◆ Extract to read
BY JOHN ELLIS, FINANCIAL ADVISOR
ABOUT half of people in Ireland have engaged in consumer actions to reduce climate change in the last year. Most favour spending carbon tax revenues on programmes to reduce carbon emissions and prepare for climate change impacts, according to the latest report from the Environmental Protection Agency (EPA).
Some of the key findings include:
- 76% say they know at least a moderate amount about climate change
- 96% of people agree that climate change is happening
- 60% say the change is caused by human activity
- and 33% saying the cause is equally human and natural changes.
- 85% are worried about climate change and believe we are harming the planet for future generations.
Regarding the weather, 88% think climate change is the problem and believe that in the next 10 years a high percentage of people in Ireland will become increasingly exposed to the result of climate change that we currently see happening elsewhere like rising sea levels, water shortages, flooding and a rise in agricultural pests and diseases.
However, Irish people are positive about the economic and quality of life benefits that can be achieved through climate change action, where 62% think such action will improve economic growth and create jobs, and 78% that acting now will improve Ireland’s quality of life into the future.
People are willing to take political action to reduce climate change with about half indicating they have changed the way they now shop and intend to increase their ‘consumer activism’ in the next year.
Nine in 10 believe that politicians, the Government, and businesses should be doing a whole lot more while 78% say they should be doing more. With many not sure how to proceed, how about using your money?
Insurance Companies have implemented Environmental, Social and Governance (ESG) procedures, including comprehensive data and technology solutions that allow their portfolio managers to see and interrogate ESG metrics into investment processes.
According to Aviva this allows them to review where they invest their shareholders’ and your money, thereby giving us, the clients, access to a range of investments that they believe “offer the best potential of generating strong returns over the long-term while supporting significant progress towards a fairer and more sustainable world”.
Zurich states in their brochures that they are committed to Responsible Investment and is a signatory to the UN Principles for Responsible Investment which is all about “doing well and doing good”.
Irish Life on their website want you to know that “they will do right by your money”.
Why are insurance companies moving in this direction? According to New Ireland, it’s due to “a major shift in emphasis with investors towards accomplishing the goal of a better financial future, while at the same time, helping the world to be a better place”.
But, also, it’s due to the EU driving change on ESG. They have identified 64 adverse impact indicators, of which 18 will be mandatory to report on and 46 will be voluntary.
The 18 indicators consider standard ESG factors including greenhouse gas emissions, biodiversity, water, waste, violation of global standards, unadjusted gender pay gap, board gender diversity and xxposure to controversial weapons.
Insurance and investment companies must give an undertaking that they will start considering these 18 principles by a certain date, and endeavour to develop systems that will implement ways to integrate the other adverse impact indicators.
Insurance company websites have areas now devoted to ESG funds. Let’s do a little research over the Christmas period and consider what we could do with some of the funds in our savings policies and pension plans and make adjustments that will not only increase our wealth but bring good cheer to all people everywhere.

◆ Work order 1
In the article on climate attitudes and ESG investing, reproduce the stretch from "But, also, it’s" through "adverse impact indicators.", putting "carbon emissions" wherever "greenhouse gas emissions" appears.
◆ Work order 2
According to the article on climate attitudes and ESG investing, what is Zurich a signatory to?

◆ Records
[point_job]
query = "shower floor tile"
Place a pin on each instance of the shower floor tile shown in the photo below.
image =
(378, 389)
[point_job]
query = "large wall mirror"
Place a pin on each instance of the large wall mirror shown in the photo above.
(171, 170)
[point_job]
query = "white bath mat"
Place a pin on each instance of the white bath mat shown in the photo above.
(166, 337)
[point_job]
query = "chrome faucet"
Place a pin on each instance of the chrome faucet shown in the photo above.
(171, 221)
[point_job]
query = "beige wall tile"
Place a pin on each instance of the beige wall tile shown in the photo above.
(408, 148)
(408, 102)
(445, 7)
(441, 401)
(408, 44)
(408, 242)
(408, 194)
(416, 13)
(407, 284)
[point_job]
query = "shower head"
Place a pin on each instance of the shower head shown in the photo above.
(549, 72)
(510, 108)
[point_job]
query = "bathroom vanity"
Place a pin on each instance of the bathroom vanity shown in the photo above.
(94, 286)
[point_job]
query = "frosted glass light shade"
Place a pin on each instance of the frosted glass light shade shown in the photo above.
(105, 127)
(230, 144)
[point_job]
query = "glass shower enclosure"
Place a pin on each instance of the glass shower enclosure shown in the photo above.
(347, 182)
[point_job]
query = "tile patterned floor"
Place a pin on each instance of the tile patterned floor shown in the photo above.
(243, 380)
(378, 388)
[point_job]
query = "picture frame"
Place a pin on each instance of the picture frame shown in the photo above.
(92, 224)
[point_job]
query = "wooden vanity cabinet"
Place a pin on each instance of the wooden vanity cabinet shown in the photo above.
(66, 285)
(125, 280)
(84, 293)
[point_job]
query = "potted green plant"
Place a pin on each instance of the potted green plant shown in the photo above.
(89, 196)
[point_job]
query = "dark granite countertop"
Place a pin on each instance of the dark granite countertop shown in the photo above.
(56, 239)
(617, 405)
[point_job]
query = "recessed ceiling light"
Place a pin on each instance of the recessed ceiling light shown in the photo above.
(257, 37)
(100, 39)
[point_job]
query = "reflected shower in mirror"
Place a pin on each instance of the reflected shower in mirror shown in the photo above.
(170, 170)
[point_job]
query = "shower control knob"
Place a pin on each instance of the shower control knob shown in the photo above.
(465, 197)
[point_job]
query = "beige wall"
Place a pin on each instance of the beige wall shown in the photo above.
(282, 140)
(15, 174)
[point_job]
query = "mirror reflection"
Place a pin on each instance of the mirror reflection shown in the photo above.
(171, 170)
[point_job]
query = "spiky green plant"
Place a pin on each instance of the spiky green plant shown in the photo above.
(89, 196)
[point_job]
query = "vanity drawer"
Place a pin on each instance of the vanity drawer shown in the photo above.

◆ Written reply 1
But, also, it’s due to the EU driving change on ESG. They have identified 64 adverse impact indicators, of which 18 will be mandatory to report on and 46 will be voluntary.
The 18 indicators consider standard ESG factors including carbon emissions, biodiversity, water, waste, violation of global standards, unadjusted gender pay gap, board gender diversity and xxposure to controversial weapons.
Insurance and investment companies must give an undertaking that they will start considering these 18 principles by a certain date, and endeavour to develop systems that will implement ways to integrate the other adverse impact indicators.

◆ Written reply 2
The UN Principles for Responsible Investment.